## [What you have to do]
Answer these questions using the text on green tomatoes.
1. Which compound in green tomatoes are researchers studying as a possible help against cancer?
2. What two things were added to the grilled green tomatoes?
3. What fruit goes with the green tomatoes in the poached fish recipe, and what does it add?

## [Text block]
►

If you are like me, right now in my once bountiful garden is an abundance of green tomatoes that don’t have time to ripen before the birds eat them or they spoil.
Perhaps it is starting to get cold in the coming fall and a risk of frost could threaten the ripening.
What can we do with all those green tomatoes that doesn’t involve adding fat by frying?
I am taking advantage of the supply of green (unripe not green when ripe) tomatoes to pull out of my family recipes some favorites that often go unmade — but it can be worth the time.
In addition to the recipes my grandmother would make, I have created a new family favorite that is versatile for a weekday dinner or when guests arrive.
Green Tomato Nutrition
When it becomes necessary to harvest tomatoes before they get their vibrant red color, green tomatoes can provide nutrition and are worth adding to our recipes.
Many in the past didn’t use the tomatoes and just left them on the vine, but we know that green tomatoes can still give us nutrition with the added bonus of being relatively low in calories.
Green tomatoes give us vitamins and antioxidants including vitamins C, A, E, K and B complex, along with minerals such as iron, magnesium, phosphorus and potassium. They also contain flavanols, which provide a further antioxidant benefit.
Researchers are studying whether a compound in green tomatoes called tomatine may help fight cancer. This compound has fungicidal properties.
Eating them in moderate amounts can give us health benefits and nutrients, though some experts warn that overeating or consuming supplemental forms of tomatine can cause gastrointestinal upset.
Unripe green tomatoes can be higher in acid than they will be once ripened so can also cause some upset.
Tomatidine, a tomatine derivative, was found to build muscles and reduce muscle atrophy which could be especially beneficial for older adults who experience muscle wasting as they age.
Cooking With Green Tomatoes
People enjoy a special treat especially in the south using green tomatoes in Fried Green Tomato recipes.
In addition to making this traditional recipe, a lower calorie version is Grilled Green Tomatoes! The green tomato is firmer and holds up well on the grill.
Here are some pictures of my grilled green beauties. I added fresh cracked pepper at the end of the grilling process and a sprinkle of parmesan cheese!
You can do a lot with green tomatoes. They can be added to your vegetable stir-fry or chopped into a salad.
They are great as pickled green tomatoes, green tomato salsa verde, casserole (similar to squash casserole), green tomato jam, marmalade, or green salsa.
You can also add them to soups, stews, and other recipes where a burst of green will add to the rainbow.
One of my family favorites is my grandmother’s Green Tomato Relish recipe which requires some time and canning of the final product but it’s so delicious!
Here is my newest creation that uses some of my unripe green tomatoes to add some zing to healthy poached fish. This recipe is low in calories but high in nutrition and is a great way to add fish to your week’s menus. Adding pineapple to the green tomatoes gives it sweetness lacking in the unripe green tomatoes.

◄

## [Dataset excerpts]
►

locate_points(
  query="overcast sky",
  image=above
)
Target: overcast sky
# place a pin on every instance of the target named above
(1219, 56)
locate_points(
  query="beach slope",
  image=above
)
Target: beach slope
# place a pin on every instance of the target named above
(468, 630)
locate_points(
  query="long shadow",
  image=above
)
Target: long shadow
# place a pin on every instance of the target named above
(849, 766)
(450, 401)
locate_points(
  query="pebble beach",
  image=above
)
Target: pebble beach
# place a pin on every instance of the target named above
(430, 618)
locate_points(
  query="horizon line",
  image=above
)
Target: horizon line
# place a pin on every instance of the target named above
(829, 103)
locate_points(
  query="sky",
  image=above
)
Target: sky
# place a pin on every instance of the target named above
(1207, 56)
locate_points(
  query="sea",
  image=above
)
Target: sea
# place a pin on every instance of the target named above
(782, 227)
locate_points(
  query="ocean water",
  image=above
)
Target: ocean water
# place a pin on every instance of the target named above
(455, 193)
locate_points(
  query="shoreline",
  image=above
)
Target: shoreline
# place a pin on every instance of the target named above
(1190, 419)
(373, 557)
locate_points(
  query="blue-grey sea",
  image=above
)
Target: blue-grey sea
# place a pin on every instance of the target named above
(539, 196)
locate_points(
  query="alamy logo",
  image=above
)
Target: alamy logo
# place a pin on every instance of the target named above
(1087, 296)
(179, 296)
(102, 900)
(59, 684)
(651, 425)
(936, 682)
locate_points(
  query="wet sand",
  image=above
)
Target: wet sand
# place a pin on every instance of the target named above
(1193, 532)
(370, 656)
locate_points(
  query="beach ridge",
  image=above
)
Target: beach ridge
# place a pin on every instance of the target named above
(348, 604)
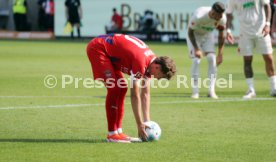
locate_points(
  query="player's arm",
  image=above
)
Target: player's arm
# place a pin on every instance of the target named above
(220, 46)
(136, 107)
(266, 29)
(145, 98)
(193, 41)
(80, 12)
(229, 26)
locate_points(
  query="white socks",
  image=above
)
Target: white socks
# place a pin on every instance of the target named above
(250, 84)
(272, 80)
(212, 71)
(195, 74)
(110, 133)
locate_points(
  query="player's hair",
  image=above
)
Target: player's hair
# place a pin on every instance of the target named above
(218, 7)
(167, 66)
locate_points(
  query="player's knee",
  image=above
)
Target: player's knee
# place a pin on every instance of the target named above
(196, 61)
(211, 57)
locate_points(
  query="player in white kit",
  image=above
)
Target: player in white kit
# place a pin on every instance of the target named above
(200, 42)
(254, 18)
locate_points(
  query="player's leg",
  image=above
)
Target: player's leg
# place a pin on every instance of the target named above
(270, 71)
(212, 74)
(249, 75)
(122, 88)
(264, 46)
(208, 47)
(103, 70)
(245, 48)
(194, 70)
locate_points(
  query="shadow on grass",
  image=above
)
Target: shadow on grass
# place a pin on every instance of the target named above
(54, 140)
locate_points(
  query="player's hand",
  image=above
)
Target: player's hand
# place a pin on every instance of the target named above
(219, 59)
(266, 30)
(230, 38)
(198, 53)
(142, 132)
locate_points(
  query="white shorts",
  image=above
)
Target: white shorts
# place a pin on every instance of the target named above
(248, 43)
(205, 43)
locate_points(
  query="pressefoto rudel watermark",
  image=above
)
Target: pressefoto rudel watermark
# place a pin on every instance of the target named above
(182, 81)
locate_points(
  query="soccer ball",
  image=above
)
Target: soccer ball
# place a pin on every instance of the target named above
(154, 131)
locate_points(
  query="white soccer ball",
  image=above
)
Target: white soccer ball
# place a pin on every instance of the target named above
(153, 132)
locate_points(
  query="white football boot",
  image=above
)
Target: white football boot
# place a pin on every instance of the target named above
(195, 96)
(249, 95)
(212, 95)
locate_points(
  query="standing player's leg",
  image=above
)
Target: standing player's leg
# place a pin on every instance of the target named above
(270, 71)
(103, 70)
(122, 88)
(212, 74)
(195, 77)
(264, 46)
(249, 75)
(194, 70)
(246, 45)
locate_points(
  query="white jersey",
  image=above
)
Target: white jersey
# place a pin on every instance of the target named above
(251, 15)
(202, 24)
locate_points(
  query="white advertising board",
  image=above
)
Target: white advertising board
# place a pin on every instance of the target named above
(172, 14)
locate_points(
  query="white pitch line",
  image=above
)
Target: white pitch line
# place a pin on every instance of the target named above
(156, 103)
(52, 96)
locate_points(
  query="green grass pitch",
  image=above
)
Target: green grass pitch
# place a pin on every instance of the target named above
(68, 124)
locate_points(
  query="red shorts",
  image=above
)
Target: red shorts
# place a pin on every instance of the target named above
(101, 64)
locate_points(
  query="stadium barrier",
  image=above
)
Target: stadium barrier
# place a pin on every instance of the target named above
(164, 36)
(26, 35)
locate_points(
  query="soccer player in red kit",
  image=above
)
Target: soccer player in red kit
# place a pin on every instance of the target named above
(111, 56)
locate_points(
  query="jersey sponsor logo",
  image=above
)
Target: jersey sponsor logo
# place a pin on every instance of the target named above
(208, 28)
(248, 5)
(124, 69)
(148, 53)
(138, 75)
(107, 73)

◄

## [Reply]
1. Tomatine.
2. Fresh cracked pepper and a sprinkle of parmesan cheese.
3. Pineapple, which adds the sweetness the unripe green tomatoes lack.